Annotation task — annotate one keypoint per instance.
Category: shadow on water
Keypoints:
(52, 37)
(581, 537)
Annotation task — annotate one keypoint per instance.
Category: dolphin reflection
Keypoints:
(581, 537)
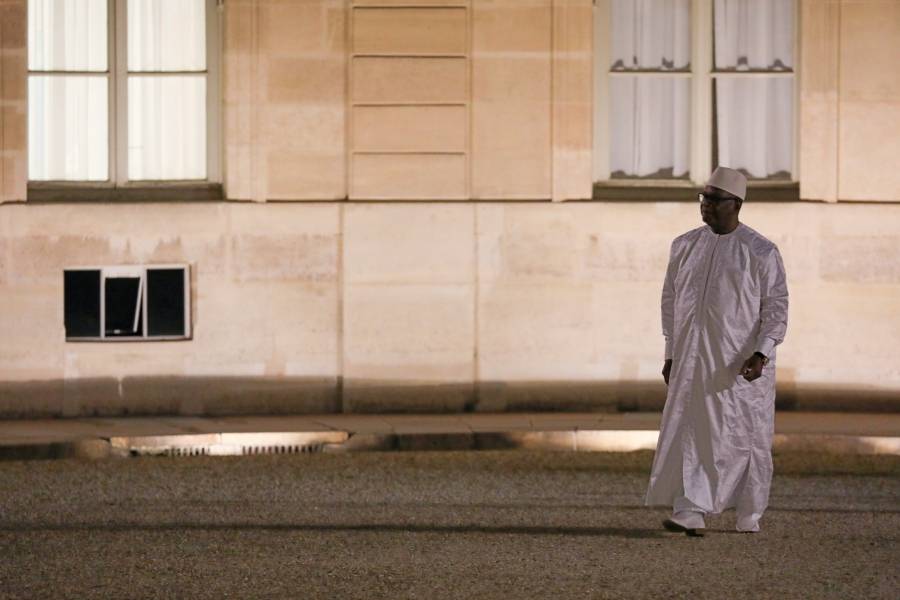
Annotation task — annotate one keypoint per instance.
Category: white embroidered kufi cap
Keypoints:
(729, 180)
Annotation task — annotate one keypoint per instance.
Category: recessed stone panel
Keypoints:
(409, 129)
(405, 31)
(395, 79)
(423, 176)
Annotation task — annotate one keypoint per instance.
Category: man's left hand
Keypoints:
(752, 368)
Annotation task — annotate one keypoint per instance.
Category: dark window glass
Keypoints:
(81, 291)
(123, 307)
(165, 301)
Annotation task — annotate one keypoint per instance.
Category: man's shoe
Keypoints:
(671, 525)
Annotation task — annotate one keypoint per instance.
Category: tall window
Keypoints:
(122, 91)
(685, 85)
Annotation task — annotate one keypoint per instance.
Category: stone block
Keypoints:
(870, 44)
(302, 28)
(13, 76)
(405, 79)
(410, 129)
(409, 31)
(268, 257)
(424, 176)
(519, 27)
(409, 244)
(13, 24)
(511, 145)
(304, 81)
(869, 146)
(420, 334)
(536, 333)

:: Exercise ::
Set down all records verbatim, omitting images.

:: Your response ::
Annotation task — annotate one keypoint per instance.
Category: shadow on water
Keypoints:
(52, 37)
(581, 537)
Annotation task — annotate one keypoint per instance.
Category: dolphin reflection
Keypoints:
(581, 537)
Annotation task — annotate one keypoint per instance.
Category: white embroidered kufi cap
Keypoints:
(729, 180)
Annotation task — annotate one keypoint per instance.
Category: recessed stone panel
Keypoints:
(409, 129)
(405, 31)
(395, 79)
(423, 176)
Annotation task — annotate one keypoint per instance.
Category: man's left hand
Keypoints:
(752, 368)
Annotation task — annotate one keypoint per instance.
Category: dark window glass
Keypoints:
(81, 291)
(123, 307)
(165, 301)
Annotation task — annotate one keypoint per instance.
Category: man's shoe
Keypoints:
(671, 525)
Annotation task — annotate one keypoint per instance.
Category: tall window
Keypoints:
(122, 91)
(685, 85)
Annotation task — annotate one keypoint per instance.
Category: stone block
Keypoints:
(870, 44)
(302, 28)
(13, 76)
(405, 79)
(410, 129)
(409, 31)
(268, 257)
(424, 176)
(519, 27)
(409, 244)
(13, 24)
(511, 145)
(304, 81)
(869, 146)
(420, 334)
(536, 333)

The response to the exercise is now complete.